> [EXERCISE PROMPT]
Please return, unchanged, every line of the material below from the line containing "I trust your judgement on this. Please find the silhouetted" through the line containing "[65,43,75,67]", both included, and nothing else.

> [MATERIAL TO PROCESS]
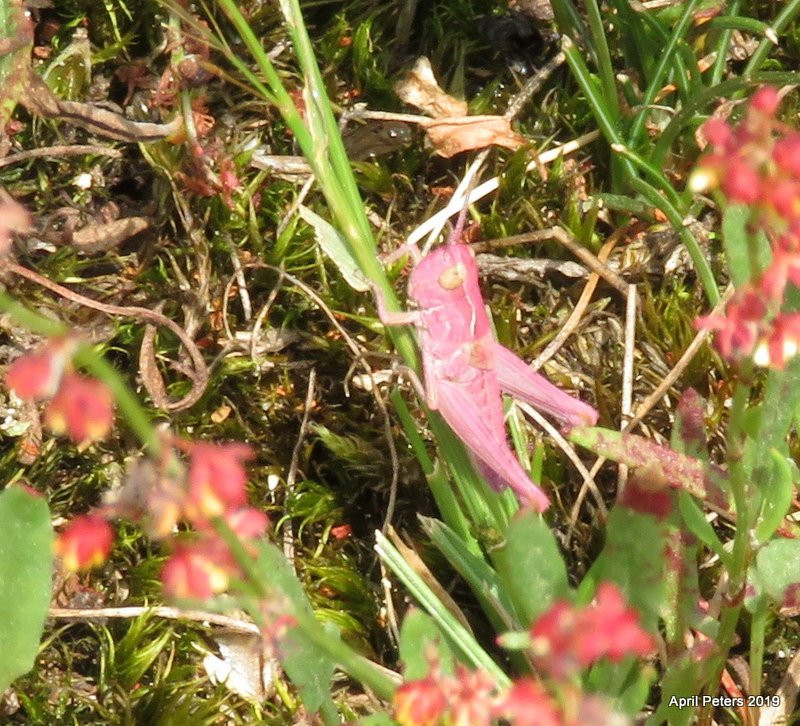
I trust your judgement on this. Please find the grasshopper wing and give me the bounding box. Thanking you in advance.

--

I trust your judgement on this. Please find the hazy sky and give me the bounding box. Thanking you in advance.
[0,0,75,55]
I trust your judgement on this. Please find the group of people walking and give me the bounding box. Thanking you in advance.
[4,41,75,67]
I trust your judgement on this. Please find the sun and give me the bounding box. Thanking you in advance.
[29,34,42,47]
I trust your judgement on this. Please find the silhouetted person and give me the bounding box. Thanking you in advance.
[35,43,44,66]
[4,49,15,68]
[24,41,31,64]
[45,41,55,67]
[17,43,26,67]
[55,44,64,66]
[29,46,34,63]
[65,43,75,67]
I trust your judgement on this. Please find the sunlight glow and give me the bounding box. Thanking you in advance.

==

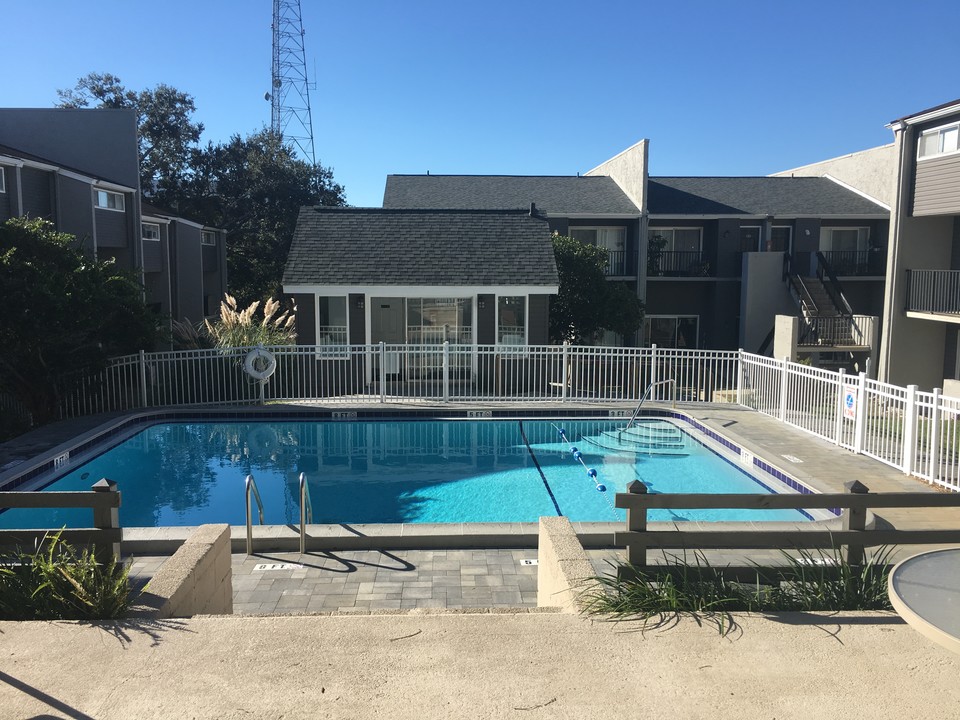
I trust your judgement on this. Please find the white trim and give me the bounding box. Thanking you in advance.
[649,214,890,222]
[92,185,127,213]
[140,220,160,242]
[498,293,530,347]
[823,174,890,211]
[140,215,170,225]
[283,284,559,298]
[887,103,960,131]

> [REPLY TO THE TASK]
I trust your judgement on this. Please find the silhouetted person and give me the bounding box. Thanking you in advance.
[35,43,44,66]
[4,49,15,68]
[24,41,31,64]
[45,41,55,67]
[17,43,26,67]
[55,44,64,66]
[29,46,34,63]
[65,43,75,67]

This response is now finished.